>> start RECORDS FOR THE EXERCISE

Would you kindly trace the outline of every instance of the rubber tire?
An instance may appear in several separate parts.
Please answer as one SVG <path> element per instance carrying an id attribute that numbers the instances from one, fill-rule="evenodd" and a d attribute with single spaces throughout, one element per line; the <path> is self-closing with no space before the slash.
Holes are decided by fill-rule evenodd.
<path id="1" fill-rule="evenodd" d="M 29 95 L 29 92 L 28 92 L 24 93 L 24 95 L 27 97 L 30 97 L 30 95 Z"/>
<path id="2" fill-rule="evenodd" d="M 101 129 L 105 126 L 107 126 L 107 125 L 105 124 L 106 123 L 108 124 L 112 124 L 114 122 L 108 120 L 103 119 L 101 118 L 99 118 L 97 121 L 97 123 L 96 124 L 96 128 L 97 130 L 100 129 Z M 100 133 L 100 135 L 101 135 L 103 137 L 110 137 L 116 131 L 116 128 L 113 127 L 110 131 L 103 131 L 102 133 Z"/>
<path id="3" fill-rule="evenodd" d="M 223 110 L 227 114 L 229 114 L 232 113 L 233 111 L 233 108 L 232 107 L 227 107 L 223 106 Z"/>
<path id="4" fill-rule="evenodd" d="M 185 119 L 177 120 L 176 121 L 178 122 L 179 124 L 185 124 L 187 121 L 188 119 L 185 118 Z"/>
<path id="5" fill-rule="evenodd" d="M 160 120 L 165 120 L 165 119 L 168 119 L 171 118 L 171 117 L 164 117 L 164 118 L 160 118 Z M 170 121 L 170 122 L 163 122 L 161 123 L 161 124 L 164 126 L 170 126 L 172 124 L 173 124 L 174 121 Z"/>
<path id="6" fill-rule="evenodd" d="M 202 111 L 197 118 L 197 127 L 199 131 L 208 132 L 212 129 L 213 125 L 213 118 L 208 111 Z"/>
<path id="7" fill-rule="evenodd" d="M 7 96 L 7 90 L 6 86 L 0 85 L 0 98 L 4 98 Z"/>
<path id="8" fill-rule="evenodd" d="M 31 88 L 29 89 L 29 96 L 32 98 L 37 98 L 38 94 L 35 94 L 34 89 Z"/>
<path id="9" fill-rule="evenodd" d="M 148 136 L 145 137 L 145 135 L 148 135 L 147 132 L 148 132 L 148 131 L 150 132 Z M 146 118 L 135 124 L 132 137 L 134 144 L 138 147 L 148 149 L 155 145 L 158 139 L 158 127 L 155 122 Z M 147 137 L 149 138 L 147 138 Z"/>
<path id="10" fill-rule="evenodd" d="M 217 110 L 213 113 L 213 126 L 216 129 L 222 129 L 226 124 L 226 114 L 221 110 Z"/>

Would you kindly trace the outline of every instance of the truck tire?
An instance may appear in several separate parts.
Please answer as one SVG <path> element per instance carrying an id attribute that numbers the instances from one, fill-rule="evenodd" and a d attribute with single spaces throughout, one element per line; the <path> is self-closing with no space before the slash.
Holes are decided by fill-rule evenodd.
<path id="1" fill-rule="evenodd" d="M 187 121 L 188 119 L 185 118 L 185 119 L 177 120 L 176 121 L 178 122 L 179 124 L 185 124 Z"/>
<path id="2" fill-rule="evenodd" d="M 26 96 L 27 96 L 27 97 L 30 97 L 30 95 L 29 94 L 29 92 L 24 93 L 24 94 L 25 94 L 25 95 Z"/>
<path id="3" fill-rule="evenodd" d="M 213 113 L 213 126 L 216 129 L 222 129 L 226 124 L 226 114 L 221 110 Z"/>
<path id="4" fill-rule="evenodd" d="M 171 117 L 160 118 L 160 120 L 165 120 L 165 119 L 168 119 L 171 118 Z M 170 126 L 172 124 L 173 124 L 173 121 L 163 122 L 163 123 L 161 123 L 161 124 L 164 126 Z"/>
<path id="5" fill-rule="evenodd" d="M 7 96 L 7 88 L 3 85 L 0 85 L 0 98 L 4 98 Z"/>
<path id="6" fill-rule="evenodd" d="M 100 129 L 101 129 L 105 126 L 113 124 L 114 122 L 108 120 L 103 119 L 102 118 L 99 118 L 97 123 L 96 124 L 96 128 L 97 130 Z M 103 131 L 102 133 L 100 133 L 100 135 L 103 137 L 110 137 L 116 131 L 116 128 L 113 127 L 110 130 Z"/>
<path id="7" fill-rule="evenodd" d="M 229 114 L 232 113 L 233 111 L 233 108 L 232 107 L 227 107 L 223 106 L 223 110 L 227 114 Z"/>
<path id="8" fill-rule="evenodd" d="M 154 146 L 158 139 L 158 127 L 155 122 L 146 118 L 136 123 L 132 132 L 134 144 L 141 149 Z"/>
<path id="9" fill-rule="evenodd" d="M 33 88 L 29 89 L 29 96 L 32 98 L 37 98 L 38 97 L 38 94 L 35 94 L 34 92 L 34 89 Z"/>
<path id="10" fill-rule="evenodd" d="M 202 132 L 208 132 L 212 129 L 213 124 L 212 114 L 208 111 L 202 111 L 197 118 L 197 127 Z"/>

>> end RECORDS FOR THE EXERCISE

THE REQUEST: Copy out the records above character for character, from their first line through the line containing "L 171 118 L", including both of those lines.

ANSWER FOR THIS EXERCISE:
Would you kindly trace the outline of every instance of the rubber tire?
An instance may appear in several separate parts.
Please answer as one SVG <path> element per instance carrying an id attribute that numbers the instances from one, fill-rule="evenodd" and a d attribute with single spaces throughout, one element per line; the <path> is self-closing with no space before the slash.
Holes are decided by fill-rule evenodd.
<path id="1" fill-rule="evenodd" d="M 29 95 L 29 92 L 28 92 L 24 93 L 24 95 L 27 97 L 30 97 L 30 95 Z"/>
<path id="2" fill-rule="evenodd" d="M 101 129 L 105 126 L 107 126 L 107 125 L 105 124 L 106 123 L 108 124 L 112 124 L 114 122 L 108 120 L 103 119 L 101 118 L 99 118 L 97 121 L 97 123 L 96 124 L 96 128 L 97 130 L 100 129 Z M 100 133 L 100 135 L 101 135 L 103 137 L 110 137 L 116 131 L 116 128 L 113 127 L 110 131 L 103 131 L 102 133 Z"/>
<path id="3" fill-rule="evenodd" d="M 223 110 L 227 114 L 229 114 L 232 113 L 233 111 L 233 108 L 232 107 L 227 107 L 223 106 Z"/>
<path id="4" fill-rule="evenodd" d="M 185 119 L 177 120 L 176 121 L 178 122 L 179 124 L 185 124 L 187 121 L 188 119 L 185 118 Z"/>
<path id="5" fill-rule="evenodd" d="M 160 120 L 165 120 L 165 119 L 168 119 L 171 118 L 171 117 L 164 117 L 164 118 L 160 118 Z M 170 121 L 170 122 L 163 122 L 161 123 L 161 124 L 164 126 L 170 126 L 172 124 L 173 124 L 174 121 Z"/>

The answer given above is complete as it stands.